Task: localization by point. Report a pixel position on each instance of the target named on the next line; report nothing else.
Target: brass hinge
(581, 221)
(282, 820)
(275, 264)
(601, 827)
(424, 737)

....................

§ DIRECTIONS FOR THIS TASK
Rescale the items above: write out every line again, requests included, but multiply each coordinate in the answers by 1.55 and round to the nearest whole number, with halves going up.

§ EXERCISE SOLUTION
Task: localization by point. Report a pixel position on each instance of the target named on the next line; report nothing else.
Target: brass hinge
(901, 343)
(437, 1271)
(426, 409)
(932, 1282)
(657, 1142)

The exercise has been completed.